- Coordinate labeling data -
----------------

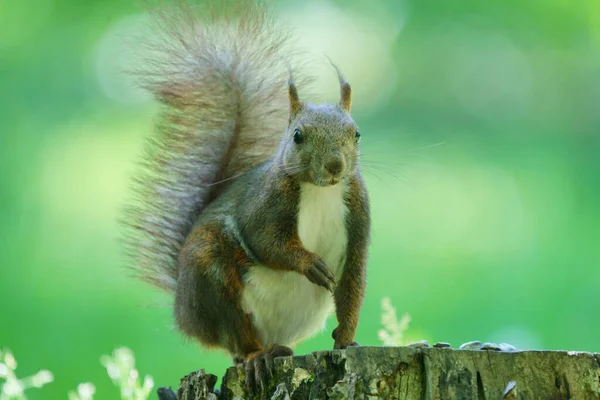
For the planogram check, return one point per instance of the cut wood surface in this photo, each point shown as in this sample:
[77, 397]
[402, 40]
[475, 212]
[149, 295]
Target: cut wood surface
[414, 373]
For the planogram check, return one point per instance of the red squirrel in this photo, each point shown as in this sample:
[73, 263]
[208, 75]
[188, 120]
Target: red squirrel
[250, 206]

----------------

- INSTRUCTIONS FOR THE TASK -
Rewrite all the records with "planogram check" changed to "shelf audit" and nothing else altered. Omit the pictures from your answer.

- COMPLETE OUTPUT -
For the shelf audit, return one point per instance of the cut wood surface in this photo, each point shown as in this sample:
[77, 397]
[402, 40]
[475, 212]
[149, 295]
Target: cut wood surface
[414, 373]
For the shelf audit, return one point per instance of the red squirrel in this photo, each point shown as in this sample:
[73, 263]
[208, 75]
[188, 120]
Target: red squirrel
[250, 206]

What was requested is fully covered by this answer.